Exercise prompt ->
How many lines in the records below contain the string "white"? Matching is case-sensitive, and the reply should be the number alone.

Records for this exercise ->

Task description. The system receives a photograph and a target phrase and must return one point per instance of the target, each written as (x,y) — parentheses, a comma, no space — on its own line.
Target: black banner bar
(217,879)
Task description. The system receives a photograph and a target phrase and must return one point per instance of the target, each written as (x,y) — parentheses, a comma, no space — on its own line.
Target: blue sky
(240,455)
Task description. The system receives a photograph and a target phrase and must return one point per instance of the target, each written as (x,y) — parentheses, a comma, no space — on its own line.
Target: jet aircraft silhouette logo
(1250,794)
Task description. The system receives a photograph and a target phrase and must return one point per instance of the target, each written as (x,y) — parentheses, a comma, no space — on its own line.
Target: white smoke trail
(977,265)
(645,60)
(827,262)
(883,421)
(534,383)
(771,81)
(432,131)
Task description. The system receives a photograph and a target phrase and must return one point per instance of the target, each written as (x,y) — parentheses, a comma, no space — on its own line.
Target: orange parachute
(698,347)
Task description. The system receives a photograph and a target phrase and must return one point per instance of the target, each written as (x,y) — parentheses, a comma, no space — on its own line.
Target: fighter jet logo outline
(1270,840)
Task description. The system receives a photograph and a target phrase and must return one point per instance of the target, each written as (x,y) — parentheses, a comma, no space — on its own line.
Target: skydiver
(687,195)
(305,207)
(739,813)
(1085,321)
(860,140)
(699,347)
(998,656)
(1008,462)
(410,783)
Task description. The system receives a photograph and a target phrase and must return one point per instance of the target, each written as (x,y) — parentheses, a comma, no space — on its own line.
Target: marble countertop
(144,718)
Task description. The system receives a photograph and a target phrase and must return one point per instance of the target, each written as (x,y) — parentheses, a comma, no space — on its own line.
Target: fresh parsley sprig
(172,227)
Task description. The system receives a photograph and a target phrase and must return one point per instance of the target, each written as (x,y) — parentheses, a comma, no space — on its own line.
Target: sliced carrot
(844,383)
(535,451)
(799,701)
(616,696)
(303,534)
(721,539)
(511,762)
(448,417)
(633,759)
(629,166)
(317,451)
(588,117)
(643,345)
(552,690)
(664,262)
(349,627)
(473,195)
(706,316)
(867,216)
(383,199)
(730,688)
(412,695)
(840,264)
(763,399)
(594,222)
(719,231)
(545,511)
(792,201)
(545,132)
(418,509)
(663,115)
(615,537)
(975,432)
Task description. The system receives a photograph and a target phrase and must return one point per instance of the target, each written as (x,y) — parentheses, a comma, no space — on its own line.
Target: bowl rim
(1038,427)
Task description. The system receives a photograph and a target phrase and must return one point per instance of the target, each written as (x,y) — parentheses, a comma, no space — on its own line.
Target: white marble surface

---

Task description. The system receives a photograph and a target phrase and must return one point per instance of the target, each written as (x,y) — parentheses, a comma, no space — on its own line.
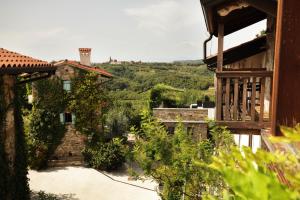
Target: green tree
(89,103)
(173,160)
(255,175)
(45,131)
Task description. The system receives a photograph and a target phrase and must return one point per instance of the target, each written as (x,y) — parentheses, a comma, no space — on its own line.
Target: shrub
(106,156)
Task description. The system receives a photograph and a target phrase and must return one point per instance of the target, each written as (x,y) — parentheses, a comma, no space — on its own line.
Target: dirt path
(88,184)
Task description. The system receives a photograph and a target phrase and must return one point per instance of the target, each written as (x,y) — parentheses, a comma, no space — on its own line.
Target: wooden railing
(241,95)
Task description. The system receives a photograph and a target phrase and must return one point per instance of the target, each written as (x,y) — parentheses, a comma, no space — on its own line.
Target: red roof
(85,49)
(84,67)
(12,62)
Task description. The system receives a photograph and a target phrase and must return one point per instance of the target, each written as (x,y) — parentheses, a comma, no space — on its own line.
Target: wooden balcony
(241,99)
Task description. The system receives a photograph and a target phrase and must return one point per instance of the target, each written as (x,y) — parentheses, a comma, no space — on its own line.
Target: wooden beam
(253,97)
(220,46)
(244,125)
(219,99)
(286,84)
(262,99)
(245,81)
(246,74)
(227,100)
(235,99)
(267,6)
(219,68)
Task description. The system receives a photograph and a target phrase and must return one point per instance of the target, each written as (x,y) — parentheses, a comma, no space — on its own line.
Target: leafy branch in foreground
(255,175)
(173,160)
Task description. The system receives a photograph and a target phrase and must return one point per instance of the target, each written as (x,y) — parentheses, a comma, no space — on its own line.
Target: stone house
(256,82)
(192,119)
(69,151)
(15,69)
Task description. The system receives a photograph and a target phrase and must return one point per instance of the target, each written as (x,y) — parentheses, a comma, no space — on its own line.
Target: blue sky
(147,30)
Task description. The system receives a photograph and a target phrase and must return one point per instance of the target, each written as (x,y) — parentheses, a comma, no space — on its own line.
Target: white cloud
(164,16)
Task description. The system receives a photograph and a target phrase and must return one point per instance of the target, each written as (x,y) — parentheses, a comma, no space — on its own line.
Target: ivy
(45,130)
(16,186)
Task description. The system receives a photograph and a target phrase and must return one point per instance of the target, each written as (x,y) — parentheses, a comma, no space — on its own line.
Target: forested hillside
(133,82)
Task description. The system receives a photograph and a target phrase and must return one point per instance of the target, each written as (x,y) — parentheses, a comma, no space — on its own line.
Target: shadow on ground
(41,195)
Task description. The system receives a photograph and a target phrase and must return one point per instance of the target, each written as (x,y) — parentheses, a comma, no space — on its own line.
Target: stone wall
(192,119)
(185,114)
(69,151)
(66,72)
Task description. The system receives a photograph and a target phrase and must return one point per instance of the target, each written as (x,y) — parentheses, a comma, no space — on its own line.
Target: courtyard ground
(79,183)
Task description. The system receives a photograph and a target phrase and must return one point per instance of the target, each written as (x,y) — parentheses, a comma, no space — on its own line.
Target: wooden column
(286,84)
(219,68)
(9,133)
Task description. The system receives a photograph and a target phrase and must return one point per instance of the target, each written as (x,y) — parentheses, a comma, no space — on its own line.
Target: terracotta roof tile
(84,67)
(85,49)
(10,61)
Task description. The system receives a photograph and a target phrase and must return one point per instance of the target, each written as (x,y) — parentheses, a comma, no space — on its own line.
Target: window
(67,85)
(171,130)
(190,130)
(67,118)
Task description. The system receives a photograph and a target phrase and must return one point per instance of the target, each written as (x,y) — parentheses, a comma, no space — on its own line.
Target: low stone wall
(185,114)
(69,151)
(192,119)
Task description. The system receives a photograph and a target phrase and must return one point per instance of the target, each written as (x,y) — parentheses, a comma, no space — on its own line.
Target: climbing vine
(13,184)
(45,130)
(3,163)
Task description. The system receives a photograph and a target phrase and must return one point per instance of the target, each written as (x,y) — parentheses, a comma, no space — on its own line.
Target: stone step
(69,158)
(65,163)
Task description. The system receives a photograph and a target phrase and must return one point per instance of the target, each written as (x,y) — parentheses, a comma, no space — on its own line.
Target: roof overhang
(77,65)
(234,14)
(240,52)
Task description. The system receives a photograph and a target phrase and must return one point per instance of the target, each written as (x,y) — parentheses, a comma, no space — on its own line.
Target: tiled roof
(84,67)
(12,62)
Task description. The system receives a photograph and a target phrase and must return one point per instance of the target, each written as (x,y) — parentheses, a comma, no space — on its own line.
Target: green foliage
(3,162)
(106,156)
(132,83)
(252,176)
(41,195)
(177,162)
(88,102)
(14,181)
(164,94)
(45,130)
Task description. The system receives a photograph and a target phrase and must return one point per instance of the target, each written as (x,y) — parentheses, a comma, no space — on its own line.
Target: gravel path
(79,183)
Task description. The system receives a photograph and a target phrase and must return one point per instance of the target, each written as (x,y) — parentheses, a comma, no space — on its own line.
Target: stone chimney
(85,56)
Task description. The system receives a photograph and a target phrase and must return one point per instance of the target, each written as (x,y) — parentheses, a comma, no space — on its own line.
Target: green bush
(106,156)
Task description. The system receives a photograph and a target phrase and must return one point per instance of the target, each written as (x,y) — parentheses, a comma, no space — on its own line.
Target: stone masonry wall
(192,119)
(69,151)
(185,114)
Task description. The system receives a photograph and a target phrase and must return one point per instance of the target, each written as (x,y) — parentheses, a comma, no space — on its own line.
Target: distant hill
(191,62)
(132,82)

Response ->
3